- Short exercise
Please count the lines in the rows below that contain the word "costume", and give only that number.

- Data records

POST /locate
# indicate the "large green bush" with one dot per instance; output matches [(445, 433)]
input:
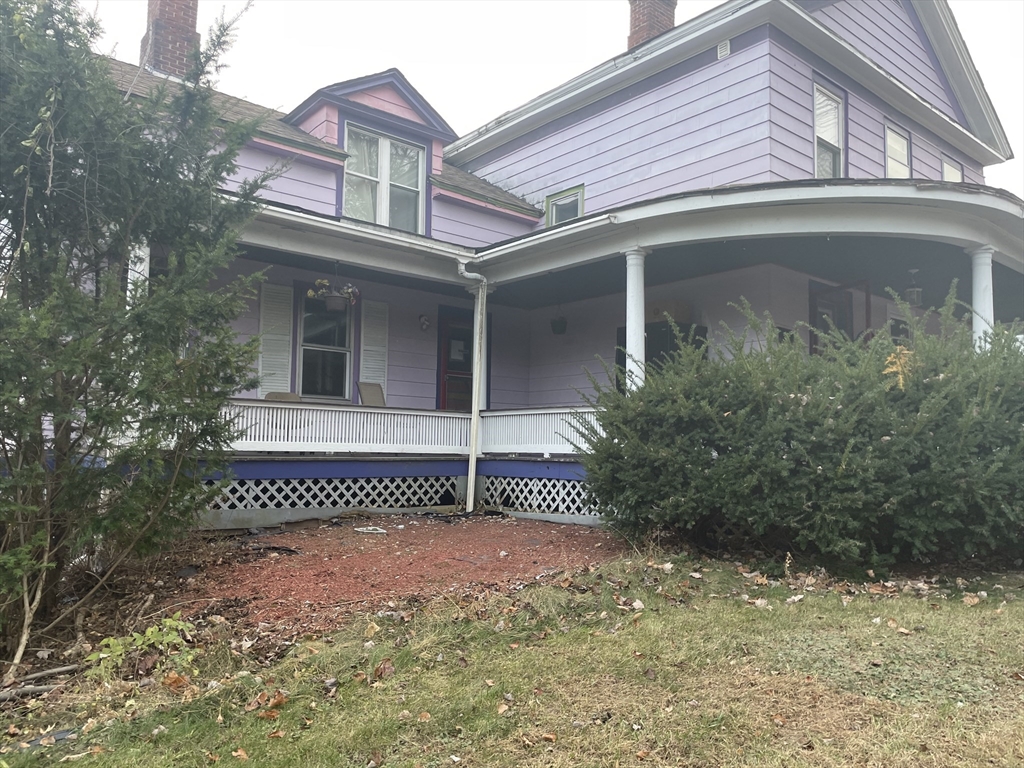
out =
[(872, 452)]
--
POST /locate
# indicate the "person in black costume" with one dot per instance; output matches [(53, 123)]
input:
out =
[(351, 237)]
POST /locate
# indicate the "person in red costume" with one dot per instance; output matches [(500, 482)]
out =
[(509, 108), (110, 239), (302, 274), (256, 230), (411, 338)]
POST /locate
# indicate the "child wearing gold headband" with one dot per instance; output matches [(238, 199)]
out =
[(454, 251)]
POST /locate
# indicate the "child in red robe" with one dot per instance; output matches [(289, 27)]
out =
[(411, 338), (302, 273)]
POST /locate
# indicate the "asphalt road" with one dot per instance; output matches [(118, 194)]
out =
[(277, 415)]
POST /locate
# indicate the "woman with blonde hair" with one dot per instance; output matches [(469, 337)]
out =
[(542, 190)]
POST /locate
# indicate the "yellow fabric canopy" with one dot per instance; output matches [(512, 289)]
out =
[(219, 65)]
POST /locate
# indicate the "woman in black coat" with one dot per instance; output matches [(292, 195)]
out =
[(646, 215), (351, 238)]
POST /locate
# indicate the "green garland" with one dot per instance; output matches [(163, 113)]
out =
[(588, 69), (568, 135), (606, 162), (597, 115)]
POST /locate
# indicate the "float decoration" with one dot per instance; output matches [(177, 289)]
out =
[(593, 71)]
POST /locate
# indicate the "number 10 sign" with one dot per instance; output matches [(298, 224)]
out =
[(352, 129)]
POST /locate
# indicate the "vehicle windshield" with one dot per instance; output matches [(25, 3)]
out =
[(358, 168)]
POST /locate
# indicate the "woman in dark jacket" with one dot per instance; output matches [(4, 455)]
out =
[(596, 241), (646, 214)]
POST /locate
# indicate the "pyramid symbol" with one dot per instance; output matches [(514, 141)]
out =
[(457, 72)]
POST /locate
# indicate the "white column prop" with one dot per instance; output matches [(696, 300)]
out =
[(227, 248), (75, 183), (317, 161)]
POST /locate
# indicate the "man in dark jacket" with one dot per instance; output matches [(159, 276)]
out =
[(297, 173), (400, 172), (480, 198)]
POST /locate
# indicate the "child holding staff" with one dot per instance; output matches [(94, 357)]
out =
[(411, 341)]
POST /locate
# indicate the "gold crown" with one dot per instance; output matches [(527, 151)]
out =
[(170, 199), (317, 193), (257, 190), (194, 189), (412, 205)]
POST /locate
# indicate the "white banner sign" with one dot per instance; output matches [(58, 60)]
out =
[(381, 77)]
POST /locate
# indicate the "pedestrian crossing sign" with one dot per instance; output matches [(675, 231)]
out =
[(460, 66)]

- Reply
2